● **INSTRUCTIONS TO FOLLOW**: Your answer must contain each line of the data, copied exactly.

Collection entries
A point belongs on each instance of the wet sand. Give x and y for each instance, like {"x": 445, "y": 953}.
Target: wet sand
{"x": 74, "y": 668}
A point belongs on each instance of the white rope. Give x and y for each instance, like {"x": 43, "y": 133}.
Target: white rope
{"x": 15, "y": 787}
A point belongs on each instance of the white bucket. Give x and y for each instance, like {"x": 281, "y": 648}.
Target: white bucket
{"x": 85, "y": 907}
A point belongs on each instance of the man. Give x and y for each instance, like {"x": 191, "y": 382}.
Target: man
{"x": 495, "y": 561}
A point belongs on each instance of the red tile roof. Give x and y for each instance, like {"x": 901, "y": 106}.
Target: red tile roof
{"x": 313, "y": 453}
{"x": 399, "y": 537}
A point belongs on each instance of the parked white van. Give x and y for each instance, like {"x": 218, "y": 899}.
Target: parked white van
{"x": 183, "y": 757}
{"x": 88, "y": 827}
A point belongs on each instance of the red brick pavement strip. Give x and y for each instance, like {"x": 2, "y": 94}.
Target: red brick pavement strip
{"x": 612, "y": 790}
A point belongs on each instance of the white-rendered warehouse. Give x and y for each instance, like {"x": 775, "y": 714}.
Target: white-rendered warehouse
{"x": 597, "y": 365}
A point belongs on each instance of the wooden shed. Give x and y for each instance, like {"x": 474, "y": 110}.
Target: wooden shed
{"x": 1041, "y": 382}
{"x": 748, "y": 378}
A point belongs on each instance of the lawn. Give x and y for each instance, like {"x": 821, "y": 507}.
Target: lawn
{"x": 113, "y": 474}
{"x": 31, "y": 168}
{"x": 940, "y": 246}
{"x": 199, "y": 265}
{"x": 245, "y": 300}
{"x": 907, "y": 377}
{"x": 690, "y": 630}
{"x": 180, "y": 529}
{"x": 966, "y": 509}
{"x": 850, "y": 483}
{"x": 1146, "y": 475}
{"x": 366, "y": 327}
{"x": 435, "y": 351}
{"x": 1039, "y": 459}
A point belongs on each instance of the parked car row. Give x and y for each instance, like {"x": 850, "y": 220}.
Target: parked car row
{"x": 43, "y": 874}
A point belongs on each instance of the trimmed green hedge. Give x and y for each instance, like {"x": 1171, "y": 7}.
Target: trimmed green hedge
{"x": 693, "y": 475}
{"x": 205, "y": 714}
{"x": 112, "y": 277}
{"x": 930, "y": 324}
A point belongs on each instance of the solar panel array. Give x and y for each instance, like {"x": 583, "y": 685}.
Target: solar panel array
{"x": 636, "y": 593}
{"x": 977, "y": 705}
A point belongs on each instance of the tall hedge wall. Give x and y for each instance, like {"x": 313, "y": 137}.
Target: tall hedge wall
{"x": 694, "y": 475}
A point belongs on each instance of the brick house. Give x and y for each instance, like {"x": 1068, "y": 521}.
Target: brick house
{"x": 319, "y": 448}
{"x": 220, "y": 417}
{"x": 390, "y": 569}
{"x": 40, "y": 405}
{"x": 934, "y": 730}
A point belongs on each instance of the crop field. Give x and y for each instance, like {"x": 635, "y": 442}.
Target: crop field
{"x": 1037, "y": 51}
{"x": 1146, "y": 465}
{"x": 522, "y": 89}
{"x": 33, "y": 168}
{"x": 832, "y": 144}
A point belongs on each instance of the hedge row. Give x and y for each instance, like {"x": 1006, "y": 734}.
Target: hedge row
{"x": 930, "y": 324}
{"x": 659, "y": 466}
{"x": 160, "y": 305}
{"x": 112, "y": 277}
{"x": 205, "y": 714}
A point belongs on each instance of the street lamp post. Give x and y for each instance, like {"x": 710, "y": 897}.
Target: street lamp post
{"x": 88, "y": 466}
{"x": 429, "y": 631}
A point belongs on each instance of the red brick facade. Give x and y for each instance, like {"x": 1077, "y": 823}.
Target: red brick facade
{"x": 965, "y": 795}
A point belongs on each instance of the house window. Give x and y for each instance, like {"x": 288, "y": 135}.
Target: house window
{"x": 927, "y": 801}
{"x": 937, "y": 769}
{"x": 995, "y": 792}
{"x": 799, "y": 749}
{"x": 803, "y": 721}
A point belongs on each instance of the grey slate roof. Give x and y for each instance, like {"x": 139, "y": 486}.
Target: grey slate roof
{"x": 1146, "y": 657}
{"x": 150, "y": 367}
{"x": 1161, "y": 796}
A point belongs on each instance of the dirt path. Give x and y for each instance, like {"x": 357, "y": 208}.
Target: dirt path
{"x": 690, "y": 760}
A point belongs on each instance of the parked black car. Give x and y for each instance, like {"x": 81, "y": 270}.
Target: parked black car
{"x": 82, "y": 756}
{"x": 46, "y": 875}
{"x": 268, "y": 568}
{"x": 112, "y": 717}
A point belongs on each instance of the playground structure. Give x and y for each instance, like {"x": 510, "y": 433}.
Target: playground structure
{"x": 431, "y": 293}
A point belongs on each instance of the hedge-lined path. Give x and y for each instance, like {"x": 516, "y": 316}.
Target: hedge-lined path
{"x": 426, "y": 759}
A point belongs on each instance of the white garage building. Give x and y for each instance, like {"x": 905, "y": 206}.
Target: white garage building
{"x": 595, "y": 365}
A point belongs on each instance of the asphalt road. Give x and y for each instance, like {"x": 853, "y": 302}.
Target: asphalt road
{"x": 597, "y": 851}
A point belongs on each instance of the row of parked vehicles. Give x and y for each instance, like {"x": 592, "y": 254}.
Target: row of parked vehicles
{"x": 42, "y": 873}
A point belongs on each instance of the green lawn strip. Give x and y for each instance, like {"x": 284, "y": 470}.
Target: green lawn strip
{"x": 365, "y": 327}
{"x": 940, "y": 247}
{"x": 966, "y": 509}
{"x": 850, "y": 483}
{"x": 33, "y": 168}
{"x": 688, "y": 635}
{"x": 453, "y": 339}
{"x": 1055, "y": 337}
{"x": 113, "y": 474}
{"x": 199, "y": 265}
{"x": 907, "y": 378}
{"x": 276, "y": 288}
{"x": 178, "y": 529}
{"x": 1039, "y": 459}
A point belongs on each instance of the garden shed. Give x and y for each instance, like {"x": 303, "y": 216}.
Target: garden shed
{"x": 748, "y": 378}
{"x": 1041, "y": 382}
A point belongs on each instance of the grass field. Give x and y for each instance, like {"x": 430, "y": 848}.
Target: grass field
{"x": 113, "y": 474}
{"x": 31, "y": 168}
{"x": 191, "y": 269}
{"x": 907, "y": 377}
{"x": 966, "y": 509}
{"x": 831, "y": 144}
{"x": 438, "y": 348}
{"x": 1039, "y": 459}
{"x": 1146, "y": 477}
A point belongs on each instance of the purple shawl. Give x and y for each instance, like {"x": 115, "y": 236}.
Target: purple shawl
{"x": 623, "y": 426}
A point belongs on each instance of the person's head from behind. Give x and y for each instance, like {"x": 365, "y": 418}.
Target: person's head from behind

● **YOUR SOLUTION**:
A point belongs on each instance of the wet sand. Give x and y for each instance, like {"x": 445, "y": 953}.
Target: wet sand
{"x": 74, "y": 668}
A point belongs on each instance of the white rope. Give x and y for each instance, like {"x": 43, "y": 133}.
Target: white rope
{"x": 15, "y": 787}
A point belongs on each instance of the white bucket. Give x and y for each instance, like {"x": 281, "y": 648}.
Target: white bucket
{"x": 85, "y": 907}
A point belongs on each instance of the man. Give x and y for each instance, like {"x": 191, "y": 382}.
Target: man
{"x": 495, "y": 561}
A point belongs on each instance of the red tile roof. Give x and y for each instance, like {"x": 901, "y": 106}.
Target: red tile roof
{"x": 313, "y": 453}
{"x": 399, "y": 537}
A point belongs on each instance of the parked white van. Give x and y for each instance, like {"x": 218, "y": 899}.
Target: parked white van
{"x": 183, "y": 757}
{"x": 88, "y": 827}
A point belongs on each instance of the red brick pavement strip. Give x and y for each instance, like {"x": 2, "y": 94}.
Target: red brick pavement strip
{"x": 612, "y": 790}
A point belongs on each instance of the white-rendered warehouse. Give x and y for each instance, like {"x": 775, "y": 714}.
Target: white-rendered warehouse
{"x": 597, "y": 365}
A point belongs on each instance of the wooden shed. Give x and y for each instance, like {"x": 474, "y": 110}.
Target: wooden shed
{"x": 1041, "y": 382}
{"x": 748, "y": 378}
A point belongs on each instance of the lawn. Give x and y for each instance, like {"x": 821, "y": 507}.
Target: lawn
{"x": 113, "y": 474}
{"x": 31, "y": 168}
{"x": 940, "y": 246}
{"x": 199, "y": 265}
{"x": 245, "y": 300}
{"x": 907, "y": 377}
{"x": 690, "y": 630}
{"x": 180, "y": 529}
{"x": 966, "y": 509}
{"x": 850, "y": 483}
{"x": 1146, "y": 475}
{"x": 366, "y": 327}
{"x": 435, "y": 351}
{"x": 1039, "y": 459}
A point belongs on each instance of the parked car row. Give x and y for each instance, like {"x": 850, "y": 220}.
Target: parked car row
{"x": 43, "y": 874}
A point belongs on each instance of the trimmed green hedge. Give x and y for each instance, like {"x": 1171, "y": 7}.
Target: trimmed green hedge
{"x": 693, "y": 475}
{"x": 205, "y": 714}
{"x": 112, "y": 277}
{"x": 930, "y": 324}
A point belongs on each instance of the solar panel array. Give x and y for each instance, like {"x": 583, "y": 685}.
Target: solar panel array
{"x": 636, "y": 593}
{"x": 977, "y": 705}
A point belongs on each instance of the tall hedge wall. Give x and y for each instance, like {"x": 313, "y": 137}.
Target: tall hedge wall
{"x": 694, "y": 475}
A point belongs on each instance of the brick house. Give x and y for each instance, like {"x": 1068, "y": 521}.
Target: brick house
{"x": 319, "y": 448}
{"x": 220, "y": 417}
{"x": 390, "y": 569}
{"x": 40, "y": 405}
{"x": 934, "y": 730}
A point belongs on each instance of the crop field. Give x and y for each instance, like {"x": 635, "y": 442}.
Target: crop field
{"x": 1037, "y": 51}
{"x": 1146, "y": 465}
{"x": 522, "y": 89}
{"x": 33, "y": 168}
{"x": 832, "y": 144}
A point belongs on each instance of the hedge row. Give x and y for each instance, like {"x": 1006, "y": 734}.
Target: hedge row
{"x": 930, "y": 324}
{"x": 659, "y": 466}
{"x": 160, "y": 305}
{"x": 112, "y": 277}
{"x": 205, "y": 714}
A point belongs on each instance of the street lamp post. Give x and y for each instance, like {"x": 710, "y": 897}.
Target: street lamp post
{"x": 88, "y": 466}
{"x": 429, "y": 631}
A point belongs on each instance of the red brick facade. Give x and y for each instance, like {"x": 1077, "y": 823}.
Target: red brick facade
{"x": 965, "y": 795}
A point belongs on each instance of the house window. Give x and y for each instance, like {"x": 288, "y": 135}.
Target: house window
{"x": 927, "y": 801}
{"x": 937, "y": 769}
{"x": 995, "y": 792}
{"x": 799, "y": 749}
{"x": 803, "y": 721}
A point belongs on each instance of the grey slate roof. Give x and y for each instance, like {"x": 139, "y": 486}.
Target: grey slate roof
{"x": 1146, "y": 657}
{"x": 150, "y": 367}
{"x": 1161, "y": 796}
A point belongs on each instance of the dirt path. Give x and y for each instance, like {"x": 357, "y": 208}.
Target: dirt path
{"x": 690, "y": 760}
A point belongs on each instance of the parked black car. Give x and y for each instance, like {"x": 81, "y": 270}.
Target: parked black car
{"x": 82, "y": 756}
{"x": 46, "y": 875}
{"x": 268, "y": 568}
{"x": 112, "y": 717}
A point belongs on each instance of the playground structure. Give x and y for each instance, like {"x": 510, "y": 433}.
Target: playground structure
{"x": 431, "y": 293}
A point belongs on each instance of the hedge-lined path. Give x and y for each instance, like {"x": 516, "y": 316}.
Target: hedge-lined path
{"x": 426, "y": 759}
A point belongs on each instance of the white garage building. Give x and y for each instance, like {"x": 905, "y": 206}.
Target: white garage building
{"x": 595, "y": 365}
A point belongs on each instance of the asphalt road. Give x and y for each instance, like {"x": 853, "y": 302}.
Target: asphalt road
{"x": 597, "y": 851}
A point belongs on each instance of the row of parked vehicles. Give x and y for each instance, like {"x": 592, "y": 254}.
Target: row of parked vehicles
{"x": 42, "y": 873}
A point belongs on each instance of the green lawn strip. Give x and y for each instance, like {"x": 284, "y": 470}.
Target: green lawn strip
{"x": 365, "y": 327}
{"x": 940, "y": 247}
{"x": 966, "y": 509}
{"x": 850, "y": 483}
{"x": 33, "y": 168}
{"x": 688, "y": 635}
{"x": 453, "y": 339}
{"x": 1055, "y": 337}
{"x": 113, "y": 474}
{"x": 199, "y": 265}
{"x": 907, "y": 378}
{"x": 276, "y": 288}
{"x": 178, "y": 529}
{"x": 1039, "y": 459}
A point belongs on each instance of the garden shed. Give x and y for each instance, like {"x": 303, "y": 216}.
Target: garden shed
{"x": 748, "y": 378}
{"x": 1041, "y": 382}
A point belongs on each instance of the grass field. Give x and y for each instance, like {"x": 430, "y": 848}.
Target: grass field
{"x": 113, "y": 474}
{"x": 31, "y": 168}
{"x": 191, "y": 269}
{"x": 907, "y": 377}
{"x": 966, "y": 509}
{"x": 831, "y": 144}
{"x": 438, "y": 348}
{"x": 1039, "y": 459}
{"x": 1146, "y": 477}
A point belongs on each instance of the purple shawl. Give x and y for each instance, like {"x": 115, "y": 236}.
Target: purple shawl
{"x": 623, "y": 426}
A point belongs on each instance of the person's head from behind. Give x and y for each instance, like {"x": 365, "y": 418}.
Target: person's head from behind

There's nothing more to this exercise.